__Photo labels with boxes__.
□ □ □ □ □
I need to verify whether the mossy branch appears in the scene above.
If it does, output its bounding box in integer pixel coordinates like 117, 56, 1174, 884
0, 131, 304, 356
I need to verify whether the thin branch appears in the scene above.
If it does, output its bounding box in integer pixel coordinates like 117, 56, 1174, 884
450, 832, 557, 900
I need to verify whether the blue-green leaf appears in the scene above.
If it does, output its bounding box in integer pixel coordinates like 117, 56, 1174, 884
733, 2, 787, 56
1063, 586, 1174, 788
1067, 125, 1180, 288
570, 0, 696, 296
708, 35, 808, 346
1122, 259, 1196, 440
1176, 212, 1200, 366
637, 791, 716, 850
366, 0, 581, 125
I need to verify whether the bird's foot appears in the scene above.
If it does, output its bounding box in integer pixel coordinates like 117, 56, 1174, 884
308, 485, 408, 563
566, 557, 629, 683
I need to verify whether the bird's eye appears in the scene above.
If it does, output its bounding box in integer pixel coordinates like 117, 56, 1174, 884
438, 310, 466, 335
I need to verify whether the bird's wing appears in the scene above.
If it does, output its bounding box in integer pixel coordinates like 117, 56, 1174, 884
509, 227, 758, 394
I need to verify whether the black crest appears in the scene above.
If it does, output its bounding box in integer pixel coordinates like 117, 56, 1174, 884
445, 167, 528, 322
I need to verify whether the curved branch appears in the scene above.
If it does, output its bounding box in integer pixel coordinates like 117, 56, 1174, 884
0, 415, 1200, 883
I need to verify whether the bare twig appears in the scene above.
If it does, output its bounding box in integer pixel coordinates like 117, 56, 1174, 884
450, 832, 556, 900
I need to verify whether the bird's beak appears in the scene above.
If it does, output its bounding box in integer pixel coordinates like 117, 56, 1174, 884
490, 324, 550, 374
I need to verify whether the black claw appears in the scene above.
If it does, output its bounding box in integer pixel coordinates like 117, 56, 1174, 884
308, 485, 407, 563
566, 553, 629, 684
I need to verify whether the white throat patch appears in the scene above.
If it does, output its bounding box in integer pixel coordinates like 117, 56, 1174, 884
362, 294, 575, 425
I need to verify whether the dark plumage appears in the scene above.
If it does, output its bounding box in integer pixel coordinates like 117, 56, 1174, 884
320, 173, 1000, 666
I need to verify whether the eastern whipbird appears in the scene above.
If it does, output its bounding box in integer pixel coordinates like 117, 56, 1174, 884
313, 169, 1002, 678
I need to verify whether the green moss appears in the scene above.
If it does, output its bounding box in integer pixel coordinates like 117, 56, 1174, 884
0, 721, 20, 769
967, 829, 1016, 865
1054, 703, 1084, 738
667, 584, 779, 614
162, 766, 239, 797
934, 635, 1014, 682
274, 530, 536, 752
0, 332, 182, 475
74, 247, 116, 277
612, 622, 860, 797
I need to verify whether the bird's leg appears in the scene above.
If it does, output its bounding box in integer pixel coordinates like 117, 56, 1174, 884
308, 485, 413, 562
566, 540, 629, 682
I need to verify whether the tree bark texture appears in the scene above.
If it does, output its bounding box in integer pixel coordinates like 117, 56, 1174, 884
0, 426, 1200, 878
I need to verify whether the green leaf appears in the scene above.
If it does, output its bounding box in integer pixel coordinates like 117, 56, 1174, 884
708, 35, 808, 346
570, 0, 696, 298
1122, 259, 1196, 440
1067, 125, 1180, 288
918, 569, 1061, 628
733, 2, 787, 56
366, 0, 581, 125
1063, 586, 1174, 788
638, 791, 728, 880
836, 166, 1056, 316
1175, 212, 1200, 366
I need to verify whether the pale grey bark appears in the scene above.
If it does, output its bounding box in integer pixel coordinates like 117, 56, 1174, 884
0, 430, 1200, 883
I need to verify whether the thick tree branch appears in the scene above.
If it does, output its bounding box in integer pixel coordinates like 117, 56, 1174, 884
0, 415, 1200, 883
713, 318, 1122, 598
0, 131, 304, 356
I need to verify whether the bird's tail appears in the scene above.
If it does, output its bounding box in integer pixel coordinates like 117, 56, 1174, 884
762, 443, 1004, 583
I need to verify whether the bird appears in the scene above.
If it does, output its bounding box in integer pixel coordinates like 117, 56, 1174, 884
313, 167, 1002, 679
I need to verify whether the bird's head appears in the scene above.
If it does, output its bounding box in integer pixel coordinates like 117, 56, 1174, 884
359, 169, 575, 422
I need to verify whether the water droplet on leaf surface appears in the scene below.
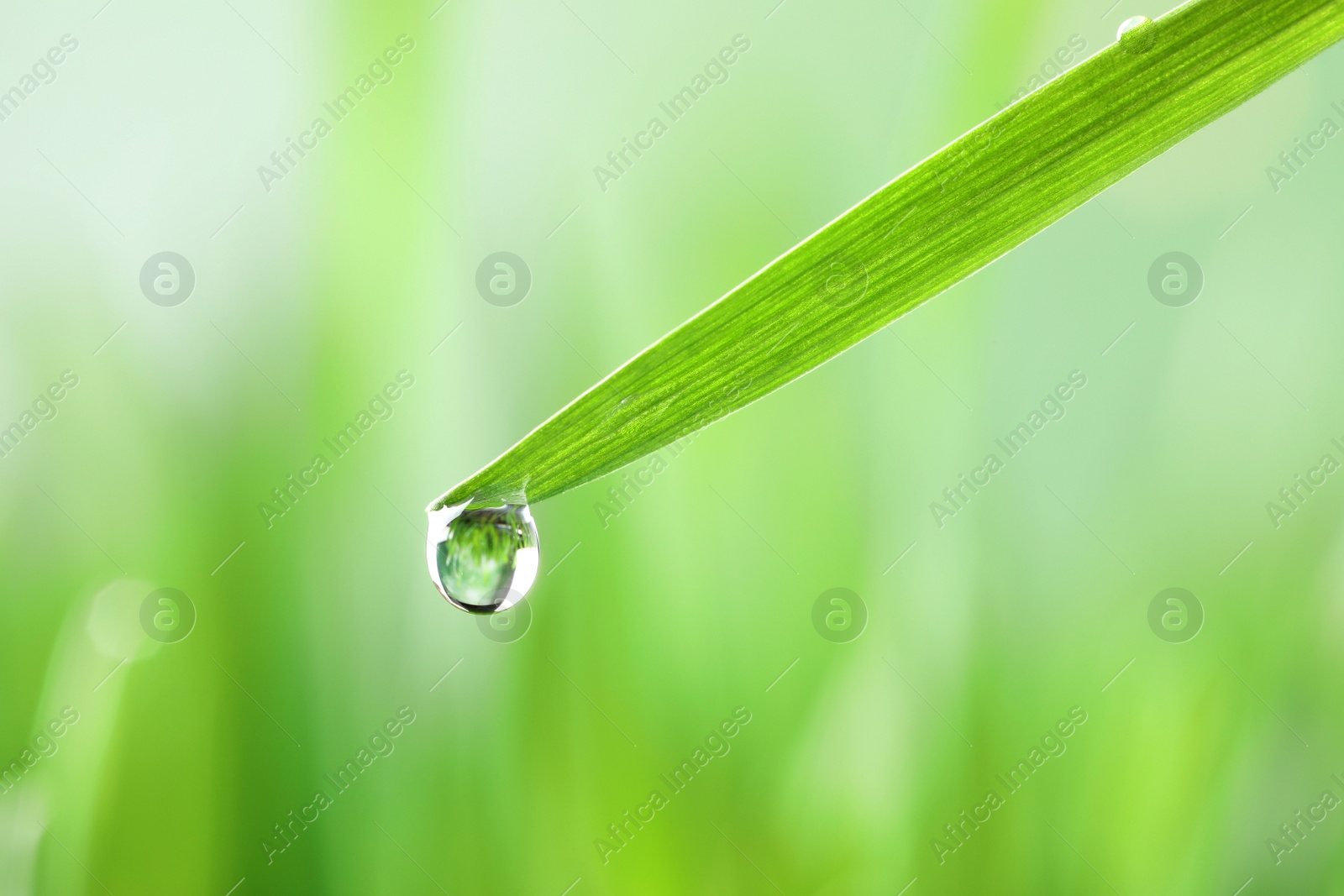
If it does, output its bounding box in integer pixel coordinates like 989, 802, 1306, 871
1116, 16, 1156, 52
425, 501, 540, 612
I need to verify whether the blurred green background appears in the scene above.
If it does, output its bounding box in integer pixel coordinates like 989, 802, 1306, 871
0, 0, 1344, 896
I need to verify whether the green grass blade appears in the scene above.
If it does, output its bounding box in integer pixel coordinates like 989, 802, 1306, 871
432, 0, 1344, 506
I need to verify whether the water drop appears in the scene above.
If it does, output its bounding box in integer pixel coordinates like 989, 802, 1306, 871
1116, 16, 1156, 52
425, 501, 540, 612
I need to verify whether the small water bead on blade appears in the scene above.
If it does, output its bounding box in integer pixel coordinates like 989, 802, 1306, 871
1116, 16, 1158, 52
425, 501, 540, 612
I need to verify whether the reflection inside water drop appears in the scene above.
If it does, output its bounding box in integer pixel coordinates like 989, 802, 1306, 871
425, 501, 540, 612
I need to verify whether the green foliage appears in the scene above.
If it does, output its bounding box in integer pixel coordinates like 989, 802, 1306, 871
433, 0, 1344, 506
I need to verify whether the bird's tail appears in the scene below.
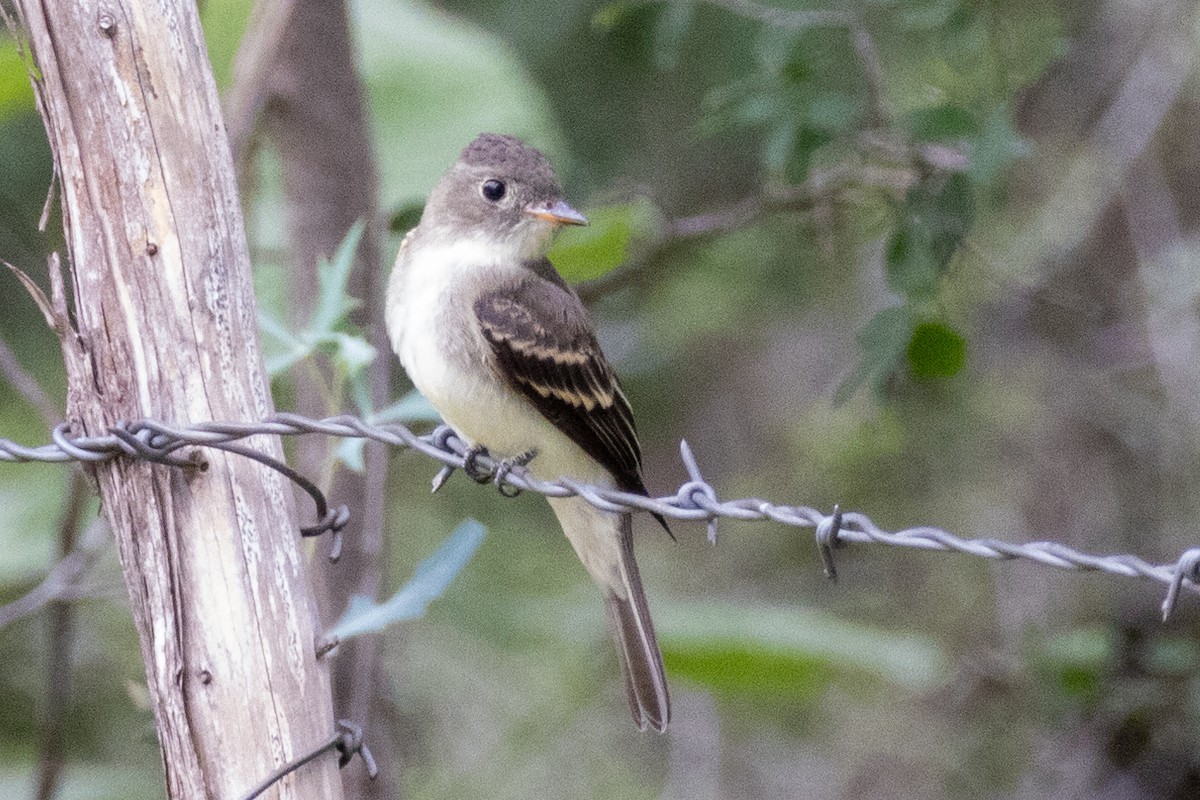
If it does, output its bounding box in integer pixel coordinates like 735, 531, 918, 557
606, 513, 671, 733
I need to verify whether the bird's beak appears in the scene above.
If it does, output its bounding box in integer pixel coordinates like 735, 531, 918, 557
526, 200, 588, 225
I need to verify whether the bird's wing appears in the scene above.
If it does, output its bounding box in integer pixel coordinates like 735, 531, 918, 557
475, 265, 646, 494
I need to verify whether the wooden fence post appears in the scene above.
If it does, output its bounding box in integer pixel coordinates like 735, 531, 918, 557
9, 0, 342, 799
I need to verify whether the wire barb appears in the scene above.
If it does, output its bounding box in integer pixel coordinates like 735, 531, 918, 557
1163, 547, 1200, 622
816, 505, 841, 583
238, 720, 379, 800
0, 413, 1200, 614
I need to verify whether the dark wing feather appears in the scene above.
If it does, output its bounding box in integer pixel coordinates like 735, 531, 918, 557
475, 264, 646, 494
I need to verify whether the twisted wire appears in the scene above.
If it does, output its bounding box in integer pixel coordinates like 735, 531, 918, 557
0, 413, 1200, 620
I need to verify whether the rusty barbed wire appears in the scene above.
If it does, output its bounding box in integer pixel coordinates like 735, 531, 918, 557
0, 413, 1200, 620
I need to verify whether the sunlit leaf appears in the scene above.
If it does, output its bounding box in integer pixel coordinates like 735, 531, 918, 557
905, 321, 967, 378
0, 37, 34, 119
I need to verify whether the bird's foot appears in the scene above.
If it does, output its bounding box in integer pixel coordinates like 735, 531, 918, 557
462, 445, 492, 483
492, 450, 538, 498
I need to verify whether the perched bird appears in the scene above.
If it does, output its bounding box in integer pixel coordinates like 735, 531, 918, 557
386, 133, 671, 730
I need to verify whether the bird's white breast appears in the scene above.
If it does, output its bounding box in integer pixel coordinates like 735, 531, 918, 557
386, 240, 611, 483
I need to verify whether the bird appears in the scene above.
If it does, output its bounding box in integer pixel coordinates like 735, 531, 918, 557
385, 133, 671, 732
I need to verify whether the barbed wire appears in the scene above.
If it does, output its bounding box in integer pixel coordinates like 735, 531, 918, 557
0, 413, 1200, 621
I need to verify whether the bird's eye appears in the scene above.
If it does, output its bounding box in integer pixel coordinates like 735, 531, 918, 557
479, 178, 505, 203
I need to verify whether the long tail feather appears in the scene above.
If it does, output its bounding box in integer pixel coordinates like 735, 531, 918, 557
606, 515, 671, 733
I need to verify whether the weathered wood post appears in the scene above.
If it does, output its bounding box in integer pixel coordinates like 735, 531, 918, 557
16, 0, 342, 799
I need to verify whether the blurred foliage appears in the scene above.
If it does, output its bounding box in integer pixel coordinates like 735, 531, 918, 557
0, 0, 1200, 798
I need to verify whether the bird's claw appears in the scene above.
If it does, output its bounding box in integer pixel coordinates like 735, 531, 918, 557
462, 445, 492, 483
492, 450, 538, 498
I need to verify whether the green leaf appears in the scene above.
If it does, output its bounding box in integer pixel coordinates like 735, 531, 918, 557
304, 219, 366, 339
335, 388, 442, 474
905, 321, 967, 378
388, 203, 425, 234
654, 0, 696, 72
908, 103, 979, 142
655, 603, 947, 696
883, 219, 938, 297
834, 306, 913, 404
968, 108, 1030, 185
0, 36, 34, 119
329, 519, 487, 640
550, 200, 654, 283
349, 0, 570, 209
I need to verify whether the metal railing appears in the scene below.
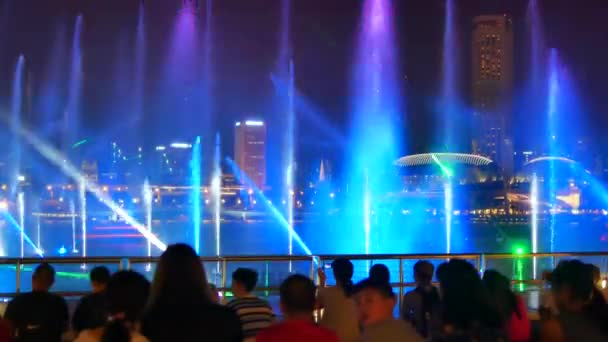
□ □ □ □ □
__Description of the task__. Copy the stretch of the records from the line containing "I need to verify whether the eastern" through the line containing "313, 167, 1002, 679", requests included, and output only those lines. Multiply every bounding-box coordinate in the answers by 0.55 and round to whole numbers with halves going up, leaving the numbers in the requests and their format samples as they are.

__Result of the exercise__.
I need to verify whether the eastern whipbird appears in the scene above.
If it does, output its bounding box in integer pixel coordinates like 117, 56, 1174, 884
172, 93, 551, 373
I need to verify whether the green moss appears in the scene above.
If it does, output its bounding box in integer pixel coordinates like 117, 56, 1174, 884
0, 397, 11, 423
532, 456, 559, 476
580, 387, 596, 406
367, 321, 428, 338
89, 421, 131, 438
514, 349, 558, 375
151, 292, 295, 414
0, 183, 100, 261
41, 136, 64, 152
337, 342, 473, 438
I need to verify whether the bird's leg appears in the scene above.
If it does, output its bounding box in integer pixel coordinates like 117, 56, 1174, 884
169, 267, 227, 309
311, 297, 346, 375
I need to verify whether the tree bark texture appears in the scene above.
If it does, output its bounding box in integer pixel coordinates like 117, 56, 1174, 884
0, 234, 660, 483
I need to verify whether the green leaf appears in the scene above.
If it does, output its bounding box in integer pixel coordinates like 117, 56, 1174, 884
389, 19, 444, 190
314, 0, 383, 164
617, 142, 658, 242
587, 69, 649, 158
505, 313, 584, 345
403, 1, 433, 31
201, 0, 320, 69
585, 322, 646, 433
351, 435, 400, 484
460, 91, 581, 174
646, 117, 660, 201
I need to verify whether the pale grey bark appears in the scene above.
If it does, output its bounding box in integer pixel coordinates like 117, 56, 1174, 884
0, 237, 660, 486
I need to verify whether the thick tree branch appears in the scene above.
If it does, output its bounding box in integer pixel coordinates like 117, 56, 1174, 884
0, 228, 660, 486
392, 175, 617, 329
0, 72, 167, 196
I need to verify whether the bird's tail appears in the scene above.
If it does, output its bounding box in integer pixel coordinates like 117, 56, 1174, 884
419, 244, 552, 321
I need to verify whether the bird appears in the scene above.
If it does, output its bounding box in integer pixel coordinates like 117, 56, 1174, 884
172, 92, 551, 373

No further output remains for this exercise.